─── Dataset extract
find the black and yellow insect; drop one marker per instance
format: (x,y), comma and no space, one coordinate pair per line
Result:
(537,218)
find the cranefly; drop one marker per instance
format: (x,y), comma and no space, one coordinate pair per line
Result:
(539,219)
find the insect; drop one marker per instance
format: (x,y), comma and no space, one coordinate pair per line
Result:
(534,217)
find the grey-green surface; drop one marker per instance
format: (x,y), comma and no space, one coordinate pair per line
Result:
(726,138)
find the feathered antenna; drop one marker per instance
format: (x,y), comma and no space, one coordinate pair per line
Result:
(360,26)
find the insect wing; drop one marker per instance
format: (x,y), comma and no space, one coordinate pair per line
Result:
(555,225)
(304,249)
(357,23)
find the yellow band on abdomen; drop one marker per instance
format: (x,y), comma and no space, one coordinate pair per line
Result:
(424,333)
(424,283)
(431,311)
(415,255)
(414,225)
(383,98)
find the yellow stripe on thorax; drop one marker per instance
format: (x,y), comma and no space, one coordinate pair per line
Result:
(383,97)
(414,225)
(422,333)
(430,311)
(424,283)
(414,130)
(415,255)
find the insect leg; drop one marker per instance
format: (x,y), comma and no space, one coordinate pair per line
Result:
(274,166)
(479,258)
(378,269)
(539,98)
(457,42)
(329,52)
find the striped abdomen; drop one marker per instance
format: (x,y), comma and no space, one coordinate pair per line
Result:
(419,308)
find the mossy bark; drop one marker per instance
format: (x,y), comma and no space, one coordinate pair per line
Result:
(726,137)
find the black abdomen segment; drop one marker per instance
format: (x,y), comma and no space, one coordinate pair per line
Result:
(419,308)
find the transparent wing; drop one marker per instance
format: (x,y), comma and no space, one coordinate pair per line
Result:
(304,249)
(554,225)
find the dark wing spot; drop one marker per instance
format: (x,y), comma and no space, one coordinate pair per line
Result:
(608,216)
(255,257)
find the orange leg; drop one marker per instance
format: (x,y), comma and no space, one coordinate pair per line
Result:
──────
Could you write out again every line from the one containing "find the yellow band" down to the end of the records, offsetting each coordinate pair in the answers by adding 38 to both its x and y values?

#### Expected output
find the yellow band on abdomen; drop one marker per instance
format: (x,y), comma and no space, one coordinate pair per line
Result:
(462,371)
(462,321)
(469,349)
(453,293)
(452,263)
(421,136)
find the yellow stripe on thorax; drop one marker per instance
format: (x,y), comma and no space, one coordinate pair per line
Result:
(421,135)
(452,263)
(460,371)
(468,349)
(462,321)
(452,168)
(453,293)
find the insect leg; drop one marker per instance
format: (x,y), comma and no space, one coordinate pair per line
Result:
(312,204)
(517,296)
(416,307)
(577,136)
(495,80)
(367,90)
find the striped abdomen; drop one marker per instance
format: (x,y), comma and no space, one coordinate pair per line
Result:
(457,346)
find the mossy bark; drop one marker per instance
format: (x,y), comma and no space, one coordinate pair per line
Result:
(764,175)
find the black abdomen segment; drop one marker per instance
format: (x,y), comma and no space, one coordinate pair per line
Result:
(457,346)
find the transparent wing; drop one marker per instance
format: (x,y), comma and no space, one coordinate pair per line
Result:
(342,287)
(592,263)
find the dark wing spot; drop one marker per instance
format: (x,y), comma and no space, one coordinate pair per line
Result:
(646,254)
(293,295)
find the orange leg; drop one marker per instance
format: (x,y), comma and no space, one coordinate pair per line
Result:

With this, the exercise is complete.